[Data items]
## START

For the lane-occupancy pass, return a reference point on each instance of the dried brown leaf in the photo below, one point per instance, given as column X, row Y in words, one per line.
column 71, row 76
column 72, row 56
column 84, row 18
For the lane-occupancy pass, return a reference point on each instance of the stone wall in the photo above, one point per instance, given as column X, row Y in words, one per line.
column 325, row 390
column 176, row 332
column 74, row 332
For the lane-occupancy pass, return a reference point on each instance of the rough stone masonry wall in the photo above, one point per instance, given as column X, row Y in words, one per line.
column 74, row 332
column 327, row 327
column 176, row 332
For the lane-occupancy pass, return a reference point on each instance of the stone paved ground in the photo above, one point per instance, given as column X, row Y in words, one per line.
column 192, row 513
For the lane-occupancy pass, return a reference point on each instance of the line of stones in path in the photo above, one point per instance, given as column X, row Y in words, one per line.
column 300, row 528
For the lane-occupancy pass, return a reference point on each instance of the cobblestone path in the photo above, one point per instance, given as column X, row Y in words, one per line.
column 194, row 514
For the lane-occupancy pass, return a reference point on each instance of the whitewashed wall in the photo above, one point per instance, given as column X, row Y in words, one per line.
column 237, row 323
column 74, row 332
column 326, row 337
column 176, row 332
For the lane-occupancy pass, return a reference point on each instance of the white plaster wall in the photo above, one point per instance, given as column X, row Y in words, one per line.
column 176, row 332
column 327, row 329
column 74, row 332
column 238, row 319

## END

*Given task*: Reproduce every line of the data above word for word.

*Solution for this exercise*:
For the lane-occupancy pass, return a reference point on each instance of the dried brown leaf in the photo below, one point per instance, given as column X, row Y in words, one per line.
column 71, row 76
column 72, row 56
column 84, row 18
For the lane-occupancy pass, return a reference point on each instance of the stone wall in the photo above, one point per instance, given as column X, row Y in words, one per line.
column 325, row 390
column 176, row 332
column 74, row 332
For the lane-occupancy pass, return a reference point on each instance of the rough stone masonry wall in the photo above, one point per instance, given as column X, row Y in words, one per line.
column 74, row 332
column 327, row 327
column 176, row 332
For the lane-occupancy pass, return a reference point on each instance of the stone paved ground in the photo above, one point per instance, given as column X, row Y in words, one per line.
column 192, row 513
For the lane-occupancy pass, return a reference point on each instance of the line of stones in path in the photo above, one point per instance, given as column X, row Y in words, one per line.
column 300, row 528
For the lane-occupancy pass, return a reference point on each instance of the cobblestone path in the photo above, one point per instance, given as column X, row Y in words, one per line.
column 194, row 514
For the lane-occupancy pass, return a reference point on each instance of the whitewashed wall in the photo above, one point per instance, given as column X, row Y in words, one per line.
column 237, row 323
column 74, row 332
column 326, row 337
column 176, row 332
For the lane-occupancy pass, return a reference point on each instance of the white plaster wall in the photo above, one point per instance, given as column X, row Y in words, one per line.
column 176, row 332
column 327, row 329
column 74, row 332
column 238, row 319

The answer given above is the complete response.